Istruzioni:
1. Elenca tutti i nomi di persona che compaiono nella recensione, ciascuno una sola volta.
2. Trascrivi alla lettera il passo della recensione da “Per quanto mi” a “cinico della narrazione.”.
3. Secondo la recensione, chi ha scritto e diretto il film tratto dal romanzo?

Testo di lettura:
"""

Era da tanto che non parlavo di un romanzo di Donato Carrisi, pubblicato nel 2015 non lo considero propriamente un thriller, aspetto che appare solo nella parte finale.
Nella cittadina alpina Avechot, un po' isolata, il 23 dicembre sparisce la sedicenne Anna Lou Kastner, le autorità locali scartano l'idea di una fuga adolescenziale e si inizia a ritenere che sia stata rapita. Ad occuparsi della ricerca arriva l'agente speciale Vogel, dai comportamenti eccentrici è noto al grande pubblico per occuparsi di casi di alto profilo, oltre che famoso per numerosi interventi in programmi televisivi che parlano di crimini. Riesce ad ottenere risorse e uomini per le indagini sfruttando il coinvolgimento dei media, ben presto però tutta la vicenda diventa un vero e proprio circo mediatico. Ed è proprio questo il fulcro di tutto il romanzo, i media realizzano servizi su servizi con la speranza di trovare qualche dettaglio sordido da dare in pasto ad un pubblico affamato di notizie, la cittadina si vede ben presto invasa non solo da giornalisti ma anche di gente venuta a curiosare, intere famiglie con bambini in una sorta di pellegrinaggio del dolore ma anche per sentirsi partecipi a quella disgrazia che coinvolge degli sconosciuti ma che serve per poter dire “io c'ero”. Tutti assetati di giustizia e di trovare un colpevole al punto che le sorti della ragazza non sembrano più importare. Ed in questo spettacolo Vogel ci sguazza, stringe accordi con giornalisti passando informazioni spacciandole come fughe di notizie per ottenere la luce della ribalta, fama e prestigio. Anche se dimostra un certo interesse nello scoprire il colpevole a muoverlo è proprio la sete di notorietà, dopo aver peso credibilità con la mala gestione di un caso precedente.
Per quanto mi riguarda ho trovato il finale troppo “buono” rispetto a come me lo ero immaginato, visto l'approccio decisamente cinico della narrazione.
“La ragazza nella nebbia” non è collegato a nessuno dei cicli più famosi dell'autore, anche se i lettori più attenti potranno trovare un collegamento a riprova che le storie si svolgono in un unico universo narrativo.
Nel 2017 ne è stato tratto un film omonimo, scritto e diretto dallo stesso Carrisi, con Jean Reno e Toni Servillo.

"""

Voci fornite:
"""

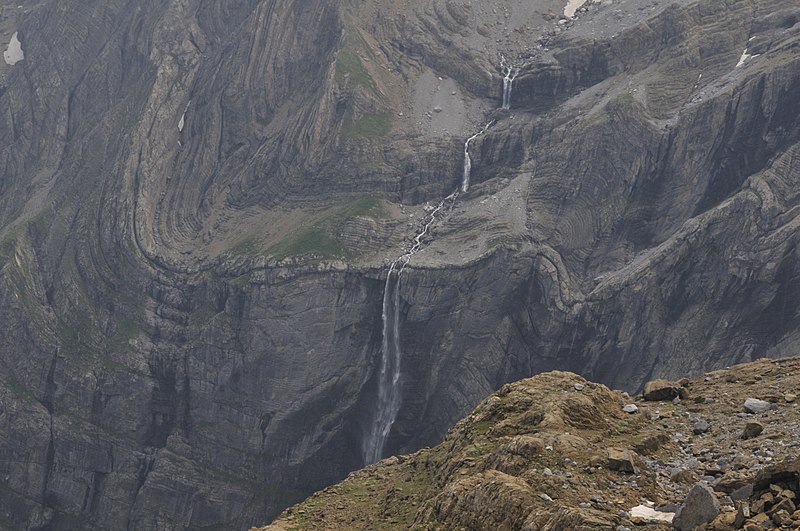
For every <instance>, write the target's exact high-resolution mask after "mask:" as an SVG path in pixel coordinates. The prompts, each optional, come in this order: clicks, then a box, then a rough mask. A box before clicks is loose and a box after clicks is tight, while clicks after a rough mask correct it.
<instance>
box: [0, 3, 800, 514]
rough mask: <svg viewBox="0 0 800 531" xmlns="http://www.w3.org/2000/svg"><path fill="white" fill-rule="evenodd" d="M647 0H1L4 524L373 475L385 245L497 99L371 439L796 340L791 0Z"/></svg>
mask: <svg viewBox="0 0 800 531" xmlns="http://www.w3.org/2000/svg"><path fill="white" fill-rule="evenodd" d="M501 4H502V5H501ZM639 7H640V6H639V5H638V4H637V3H636V2H634V1H633V0H619V1H617V0H615V1H614V3H613V4H611V5H605V3H603V4H601V5H600V6H598V7H596V8H594V7H593V8H591V9H589V10H588V11H587V12H585V13H581V15H580V16H579V17H578V18H577V19H576V20H575V21H572V22H570V24H564V25H561V26H566V27H561V26H559V25H558V24H557V22H555V21H553V20H547V19H546V18H544V17H543V16H542V15H543V13H547V12H548V10H553V11H554V12H560V11H561V10H562V9H563V6H562V5H561V3H559V2H549V1H544V0H543V1H541V2H539V1H538V0H537V2H533V3H531V2H522V1H516V0H515V1H511V0H509V1H504V2H499V3H498V2H489V1H483V0H480V1H477V0H474V1H473V2H471V3H470V4H469V5H467V4H464V5H457V3H456V2H443V1H439V0H424V1H421V2H415V3H407V2H396V3H392V4H391V5H390V4H387V3H386V2H381V1H379V0H368V1H366V2H364V3H363V5H362V4H359V5H358V6H354V5H353V4H351V3H348V2H328V1H321V0H312V1H299V0H295V1H288V2H275V1H273V0H247V1H242V2H204V1H200V0H180V1H177V0H175V1H170V2H162V3H147V2H143V1H140V0H111V1H102V2H101V1H99V0H87V1H83V2H72V1H66V2H65V1H63V0H60V1H55V0H41V1H38V2H23V3H19V2H14V3H11V2H5V3H2V4H0V14H2V16H0V37H2V39H0V41H2V42H4V43H5V42H10V39H11V36H12V35H13V34H15V33H16V34H18V36H19V39H20V41H21V42H22V46H23V47H24V54H25V59H24V60H23V61H20V62H18V63H16V64H14V65H8V64H5V62H3V63H0V367H2V370H0V428H1V429H0V455H2V456H3V459H2V460H0V487H1V488H2V491H3V493H4V494H3V496H0V514H1V515H3V516H2V519H3V520H1V521H0V527H8V528H12V529H17V528H37V527H38V528H47V527H48V526H49V527H50V528H56V529H57V528H75V527H78V528H83V529H162V528H169V529H185V528H213V527H217V528H226V529H228V528H230V529H244V528H246V527H248V526H249V525H252V524H256V523H263V522H264V521H267V520H269V518H270V517H272V516H274V515H276V514H277V513H278V511H279V510H280V509H281V508H283V507H285V506H287V505H288V504H290V503H292V502H295V501H298V500H300V499H302V498H303V497H304V496H306V495H307V494H308V493H310V492H312V491H313V490H315V489H318V488H321V487H323V486H325V485H328V484H330V483H332V482H334V481H336V480H338V479H341V478H342V477H344V476H345V475H346V474H347V473H348V472H349V471H350V470H353V469H355V468H357V467H359V466H361V465H362V464H363V463H362V458H361V455H362V452H361V445H362V442H363V438H364V434H365V433H366V432H367V431H368V430H367V426H366V425H365V424H366V423H367V422H369V419H371V418H372V408H373V406H374V403H375V396H376V373H377V372H378V371H379V370H380V346H381V333H382V323H381V300H382V290H383V285H384V282H383V281H384V279H385V263H386V261H387V260H391V259H394V258H396V257H397V256H399V254H401V252H402V251H403V249H405V248H407V247H408V244H409V239H410V238H411V237H412V236H413V235H414V234H417V233H418V231H419V224H418V222H419V220H420V219H421V218H422V217H423V213H424V212H425V207H426V204H427V203H433V202H436V201H439V200H440V199H441V198H442V197H444V196H445V195H446V194H449V193H450V192H452V191H453V190H455V189H456V188H457V186H458V185H459V183H460V181H461V176H462V168H463V158H462V153H463V142H464V140H465V139H466V138H467V137H468V136H470V135H472V134H474V133H475V132H476V131H477V130H479V129H480V128H481V127H482V126H483V125H484V124H485V123H488V122H489V121H490V120H494V121H495V122H494V125H493V126H492V127H491V128H490V129H489V130H488V131H487V133H486V134H485V135H483V136H481V137H480V138H479V139H476V140H475V142H474V143H473V144H472V146H471V153H472V156H473V172H472V180H473V186H472V188H471V189H470V191H469V192H467V193H464V194H461V195H459V197H458V199H457V201H456V203H455V206H454V208H453V209H452V210H451V211H448V213H447V216H446V217H443V218H442V219H441V220H439V222H437V224H436V226H435V227H433V229H432V230H431V233H430V238H429V239H427V240H426V242H425V248H424V249H423V250H422V251H421V252H419V253H418V254H417V255H415V256H414V258H413V260H412V261H411V262H410V264H409V265H408V267H407V269H406V270H405V272H404V273H403V280H402V282H401V285H400V289H399V299H400V305H401V307H402V311H401V324H400V329H401V346H402V352H403V365H402V366H403V374H402V382H403V385H402V389H403V396H402V405H401V409H400V411H399V415H398V418H397V421H396V422H395V423H394V425H393V426H392V430H391V432H390V434H389V438H388V444H387V448H386V451H387V453H395V452H405V451H411V450H414V449H416V448H419V447H422V446H425V445H429V444H432V443H434V442H436V441H438V440H440V439H441V438H442V437H443V435H444V433H445V432H446V430H447V429H448V427H449V426H450V425H451V424H452V423H453V422H455V421H456V420H457V419H459V418H461V417H462V416H463V415H464V414H465V413H466V412H467V411H469V410H470V409H471V408H472V407H473V406H474V405H475V404H476V403H477V402H478V400H480V399H481V398H483V397H484V396H486V395H487V394H489V393H490V392H492V391H493V390H495V389H497V388H498V387H500V386H501V385H502V384H503V383H505V382H508V381H512V380H516V379H519V378H520V377H523V376H528V375H531V374H535V373H539V372H542V371H546V370H550V369H566V370H573V371H576V372H580V373H582V374H583V375H586V376H589V377H591V378H593V379H595V380H598V381H601V382H603V383H606V384H608V385H610V386H614V387H620V388H625V389H627V390H629V391H631V392H633V391H636V390H637V389H638V388H639V387H640V386H641V385H642V384H643V383H644V382H645V381H647V380H650V379H653V378H674V377H676V376H677V375H678V374H684V373H699V372H702V371H704V370H708V369H712V368H717V367H722V366H726V365H732V364H734V363H738V362H741V361H749V360H752V359H755V358H758V357H761V356H767V357H779V356H781V355H783V354H785V353H787V352H791V351H796V347H797V346H798V339H797V338H798V337H800V335H798V333H797V332H798V327H799V326H800V317H798V315H800V311H799V310H800V307H799V306H798V304H800V303H799V302H798V301H800V292H798V289H799V288H798V285H800V284H798V283H797V282H796V279H797V276H798V275H800V269H799V268H800V265H798V264H800V260H798V259H797V241H796V240H797V238H796V235H797V231H796V230H795V227H796V225H797V223H798V219H799V218H798V216H800V209H798V205H800V195H799V194H800V192H799V191H800V183H799V182H798V181H799V180H800V172H798V171H797V168H798V161H799V160H800V124H798V120H797V116H798V115H799V114H800V101H798V99H797V97H796V94H798V93H800V76H799V75H798V72H800V63H799V62H798V57H797V54H796V46H797V44H798V42H799V41H800V37H799V36H798V32H799V31H800V24H797V19H798V16H800V15H799V14H798V9H799V8H798V6H797V5H796V2H794V0H772V1H766V0H754V1H749V0H748V1H745V0H732V1H730V2H727V3H726V4H725V8H724V9H723V10H719V11H718V10H714V9H711V8H709V7H708V6H707V5H706V4H705V3H703V2H698V1H696V0H678V1H669V2H666V1H661V0H657V1H653V2H652V3H651V6H650V7H649V8H648V9H639ZM498 8H502V9H498ZM745 49H747V50H748V53H749V54H751V56H752V57H751V58H750V59H748V60H747V61H746V62H745V63H743V64H742V65H741V66H737V63H738V61H739V59H740V57H741V55H742V51H743V50H745ZM501 53H502V54H504V55H505V56H507V57H508V58H509V59H512V60H513V61H514V62H515V63H518V64H519V65H520V66H521V72H520V74H519V76H518V78H517V79H516V80H515V82H514V92H513V97H512V105H511V109H510V111H502V110H498V107H499V106H500V102H501V101H502V79H501V75H500V71H499V55H500V54H501ZM756 55H757V56H758V57H756ZM439 78H442V79H441V80H440V79H439ZM454 92H455V94H453V93H454ZM454 98H455V99H454ZM440 100H442V102H441V103H440ZM456 100H457V101H456ZM437 105H438V106H440V107H441V108H442V112H441V113H434V112H433V107H434V106H437ZM428 113H429V114H430V116H428ZM445 129H447V130H446V131H445Z"/></svg>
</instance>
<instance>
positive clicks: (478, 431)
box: [472, 420, 494, 435]
mask: <svg viewBox="0 0 800 531" xmlns="http://www.w3.org/2000/svg"><path fill="white" fill-rule="evenodd" d="M493 425H494V423H493V422H491V421H489V420H482V421H480V422H476V423H474V424H473V425H472V429H473V430H475V433H477V434H478V435H486V433H487V432H488V431H489V430H490V429H491V427H492V426H493Z"/></svg>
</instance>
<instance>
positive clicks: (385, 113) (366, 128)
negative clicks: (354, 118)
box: [342, 112, 392, 139]
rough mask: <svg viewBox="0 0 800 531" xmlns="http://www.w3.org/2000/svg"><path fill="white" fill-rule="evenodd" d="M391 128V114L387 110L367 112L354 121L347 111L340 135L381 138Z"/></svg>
mask: <svg viewBox="0 0 800 531" xmlns="http://www.w3.org/2000/svg"><path fill="white" fill-rule="evenodd" d="M391 129H392V115H391V114H390V113H388V112H384V113H380V114H367V115H365V116H362V117H361V118H359V119H358V120H355V121H354V120H353V118H352V114H351V113H349V112H348V114H347V115H346V116H345V120H344V124H343V125H342V135H343V136H344V138H347V139H356V138H381V137H384V136H386V135H387V134H389V131H391Z"/></svg>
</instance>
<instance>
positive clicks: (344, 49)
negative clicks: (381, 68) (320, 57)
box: [335, 47, 382, 97]
mask: <svg viewBox="0 0 800 531" xmlns="http://www.w3.org/2000/svg"><path fill="white" fill-rule="evenodd" d="M335 76H336V83H337V84H338V85H339V86H340V87H350V88H355V87H362V88H364V89H366V90H367V91H369V92H371V93H372V94H373V95H375V96H378V97H381V96H382V95H381V93H380V91H379V90H378V85H377V84H376V83H375V80H374V79H372V76H370V75H369V71H367V69H366V68H365V67H364V63H362V62H361V58H360V57H359V56H358V53H356V52H355V51H354V50H352V49H351V48H350V47H345V48H342V49H341V50H339V53H338V55H337V56H336V74H335Z"/></svg>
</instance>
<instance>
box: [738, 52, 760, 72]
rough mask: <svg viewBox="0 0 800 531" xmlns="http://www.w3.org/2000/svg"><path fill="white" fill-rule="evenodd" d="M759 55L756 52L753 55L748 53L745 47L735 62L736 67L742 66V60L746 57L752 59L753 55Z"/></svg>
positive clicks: (746, 59)
mask: <svg viewBox="0 0 800 531" xmlns="http://www.w3.org/2000/svg"><path fill="white" fill-rule="evenodd" d="M759 55H761V54H758V53H757V54H755V55H750V54H749V53H747V48H745V49H744V51H743V52H742V56H741V57H740V58H739V62H738V63H736V68H739V67H740V66H742V65H743V64H744V62H745V61H747V60H748V59H753V58H754V57H758V56H759Z"/></svg>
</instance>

"""

Soluzioni:
1. Donato Carrisi, Anna Lou Kastner, Vogel, Jean Reno, Toni Servillo

2.
Per quanto mi riguarda ho trovato il finale troppo “buono” rispetto a come me lo ero immaginato, visto l'approccio decisamente cinico della narrazione.

3. Lo stesso Donato Carrisi.